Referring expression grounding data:
-=-=-=-=-
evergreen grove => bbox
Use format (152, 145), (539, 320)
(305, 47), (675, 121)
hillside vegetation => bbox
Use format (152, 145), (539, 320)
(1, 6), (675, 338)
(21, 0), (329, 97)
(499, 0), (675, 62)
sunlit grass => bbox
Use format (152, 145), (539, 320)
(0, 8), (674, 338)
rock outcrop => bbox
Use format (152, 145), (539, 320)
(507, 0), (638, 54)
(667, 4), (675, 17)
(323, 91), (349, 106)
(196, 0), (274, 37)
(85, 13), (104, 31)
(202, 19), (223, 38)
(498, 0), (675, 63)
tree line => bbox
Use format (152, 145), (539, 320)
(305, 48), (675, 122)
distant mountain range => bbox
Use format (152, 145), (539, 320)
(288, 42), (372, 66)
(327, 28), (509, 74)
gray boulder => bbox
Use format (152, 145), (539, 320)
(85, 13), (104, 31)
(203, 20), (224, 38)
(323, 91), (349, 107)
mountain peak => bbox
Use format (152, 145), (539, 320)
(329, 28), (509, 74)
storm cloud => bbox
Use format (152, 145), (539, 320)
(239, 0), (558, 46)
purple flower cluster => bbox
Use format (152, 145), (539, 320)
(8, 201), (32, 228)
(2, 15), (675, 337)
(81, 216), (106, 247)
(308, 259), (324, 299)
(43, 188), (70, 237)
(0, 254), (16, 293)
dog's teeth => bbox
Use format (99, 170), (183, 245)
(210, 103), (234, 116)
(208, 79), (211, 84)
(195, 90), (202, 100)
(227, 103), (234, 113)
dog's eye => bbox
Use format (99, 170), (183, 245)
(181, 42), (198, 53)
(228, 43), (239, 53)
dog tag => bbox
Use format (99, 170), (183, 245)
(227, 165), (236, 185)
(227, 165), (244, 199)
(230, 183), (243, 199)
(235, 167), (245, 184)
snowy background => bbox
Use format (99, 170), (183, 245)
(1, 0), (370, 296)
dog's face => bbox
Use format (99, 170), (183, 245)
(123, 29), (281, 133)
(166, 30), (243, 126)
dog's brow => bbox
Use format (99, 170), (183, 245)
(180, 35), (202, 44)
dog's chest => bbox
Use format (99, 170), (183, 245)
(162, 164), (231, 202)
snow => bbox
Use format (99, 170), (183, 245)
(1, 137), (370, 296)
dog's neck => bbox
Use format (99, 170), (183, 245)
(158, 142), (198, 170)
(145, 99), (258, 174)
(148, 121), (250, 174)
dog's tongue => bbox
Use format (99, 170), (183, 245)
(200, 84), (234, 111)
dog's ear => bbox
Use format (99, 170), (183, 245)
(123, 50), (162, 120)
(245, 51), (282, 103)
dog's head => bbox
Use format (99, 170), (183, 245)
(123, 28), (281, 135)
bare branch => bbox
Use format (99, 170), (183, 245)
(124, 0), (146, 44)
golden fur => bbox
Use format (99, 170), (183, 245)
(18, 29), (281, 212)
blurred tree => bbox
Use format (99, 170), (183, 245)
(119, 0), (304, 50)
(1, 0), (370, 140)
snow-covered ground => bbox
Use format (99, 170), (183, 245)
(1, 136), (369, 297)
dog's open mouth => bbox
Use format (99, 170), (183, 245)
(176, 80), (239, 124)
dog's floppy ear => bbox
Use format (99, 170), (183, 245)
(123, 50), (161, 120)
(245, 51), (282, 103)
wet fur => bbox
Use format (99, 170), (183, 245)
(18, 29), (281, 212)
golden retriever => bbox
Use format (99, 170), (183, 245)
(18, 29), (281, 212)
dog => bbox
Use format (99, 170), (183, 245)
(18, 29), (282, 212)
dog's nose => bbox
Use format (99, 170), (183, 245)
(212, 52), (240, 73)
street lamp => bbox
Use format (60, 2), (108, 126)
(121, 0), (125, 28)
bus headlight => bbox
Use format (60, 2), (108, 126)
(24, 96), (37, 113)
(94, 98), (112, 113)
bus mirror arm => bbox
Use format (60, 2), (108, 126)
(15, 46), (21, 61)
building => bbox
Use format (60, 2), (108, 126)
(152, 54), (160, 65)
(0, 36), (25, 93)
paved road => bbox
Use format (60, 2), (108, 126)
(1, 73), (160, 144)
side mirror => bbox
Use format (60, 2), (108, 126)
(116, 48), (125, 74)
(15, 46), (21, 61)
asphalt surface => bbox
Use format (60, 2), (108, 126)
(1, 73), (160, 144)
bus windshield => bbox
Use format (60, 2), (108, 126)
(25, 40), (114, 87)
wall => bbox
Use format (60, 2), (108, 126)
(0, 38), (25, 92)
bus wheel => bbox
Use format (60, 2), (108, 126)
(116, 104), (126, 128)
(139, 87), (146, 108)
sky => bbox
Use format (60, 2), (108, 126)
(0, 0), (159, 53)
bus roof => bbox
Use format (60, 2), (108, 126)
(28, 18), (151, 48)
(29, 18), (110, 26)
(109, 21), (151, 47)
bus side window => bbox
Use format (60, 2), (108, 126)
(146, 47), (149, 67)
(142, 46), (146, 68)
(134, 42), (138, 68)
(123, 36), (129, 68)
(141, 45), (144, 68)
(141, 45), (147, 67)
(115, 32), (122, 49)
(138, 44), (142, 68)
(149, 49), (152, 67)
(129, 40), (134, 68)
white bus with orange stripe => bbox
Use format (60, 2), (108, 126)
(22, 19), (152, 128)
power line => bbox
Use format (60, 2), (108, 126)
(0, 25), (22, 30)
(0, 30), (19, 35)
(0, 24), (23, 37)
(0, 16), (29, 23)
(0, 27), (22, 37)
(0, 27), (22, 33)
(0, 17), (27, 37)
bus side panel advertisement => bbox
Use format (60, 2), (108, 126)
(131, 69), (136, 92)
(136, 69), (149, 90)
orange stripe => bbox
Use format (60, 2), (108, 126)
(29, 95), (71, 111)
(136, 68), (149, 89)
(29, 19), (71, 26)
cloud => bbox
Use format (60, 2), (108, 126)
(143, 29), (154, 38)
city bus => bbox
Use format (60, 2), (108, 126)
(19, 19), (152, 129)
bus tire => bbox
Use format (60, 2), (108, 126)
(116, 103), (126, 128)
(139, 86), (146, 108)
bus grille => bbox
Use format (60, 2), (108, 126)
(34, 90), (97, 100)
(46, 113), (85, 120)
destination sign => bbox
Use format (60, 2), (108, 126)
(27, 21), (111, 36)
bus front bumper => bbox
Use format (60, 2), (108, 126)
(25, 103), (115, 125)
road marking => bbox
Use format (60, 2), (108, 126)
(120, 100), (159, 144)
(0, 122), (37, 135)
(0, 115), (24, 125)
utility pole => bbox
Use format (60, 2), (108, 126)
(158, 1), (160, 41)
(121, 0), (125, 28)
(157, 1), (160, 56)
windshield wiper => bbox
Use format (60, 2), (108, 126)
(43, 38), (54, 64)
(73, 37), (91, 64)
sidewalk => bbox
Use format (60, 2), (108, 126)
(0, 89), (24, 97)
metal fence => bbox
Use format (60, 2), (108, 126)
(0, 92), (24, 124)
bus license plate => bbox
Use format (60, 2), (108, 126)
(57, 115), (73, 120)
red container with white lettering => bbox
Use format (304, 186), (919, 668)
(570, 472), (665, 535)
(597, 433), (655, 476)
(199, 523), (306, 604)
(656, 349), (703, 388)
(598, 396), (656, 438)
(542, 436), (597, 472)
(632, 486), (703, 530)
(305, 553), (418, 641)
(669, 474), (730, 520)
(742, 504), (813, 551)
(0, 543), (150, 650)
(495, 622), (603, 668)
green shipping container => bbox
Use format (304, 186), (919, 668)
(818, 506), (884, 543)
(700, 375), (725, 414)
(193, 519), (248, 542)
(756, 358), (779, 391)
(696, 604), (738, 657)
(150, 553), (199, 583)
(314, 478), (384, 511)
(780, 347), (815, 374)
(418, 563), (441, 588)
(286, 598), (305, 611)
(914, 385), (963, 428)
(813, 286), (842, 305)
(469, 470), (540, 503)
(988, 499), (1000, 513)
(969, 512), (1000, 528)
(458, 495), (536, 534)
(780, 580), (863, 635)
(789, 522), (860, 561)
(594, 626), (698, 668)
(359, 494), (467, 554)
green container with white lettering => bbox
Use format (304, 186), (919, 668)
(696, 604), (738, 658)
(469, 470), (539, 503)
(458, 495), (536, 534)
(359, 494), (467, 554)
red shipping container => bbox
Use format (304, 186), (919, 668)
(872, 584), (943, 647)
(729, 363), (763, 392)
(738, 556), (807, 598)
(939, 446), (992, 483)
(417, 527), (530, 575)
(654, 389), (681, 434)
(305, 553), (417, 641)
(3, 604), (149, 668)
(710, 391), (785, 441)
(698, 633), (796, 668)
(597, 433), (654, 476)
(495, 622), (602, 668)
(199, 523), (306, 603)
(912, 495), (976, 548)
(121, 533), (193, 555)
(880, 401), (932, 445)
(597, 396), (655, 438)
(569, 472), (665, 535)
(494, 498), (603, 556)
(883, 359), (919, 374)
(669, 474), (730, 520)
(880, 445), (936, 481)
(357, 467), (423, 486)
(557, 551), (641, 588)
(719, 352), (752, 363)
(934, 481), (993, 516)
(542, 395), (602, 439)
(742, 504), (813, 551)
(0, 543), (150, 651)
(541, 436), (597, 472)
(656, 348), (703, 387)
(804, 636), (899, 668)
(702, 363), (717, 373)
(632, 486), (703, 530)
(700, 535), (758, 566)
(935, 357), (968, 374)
-=-=-=-=-
Activity — Please copy out each line in the entries that mentions the string "golden".

Task result —
golden fur => bbox
golden retriever => bbox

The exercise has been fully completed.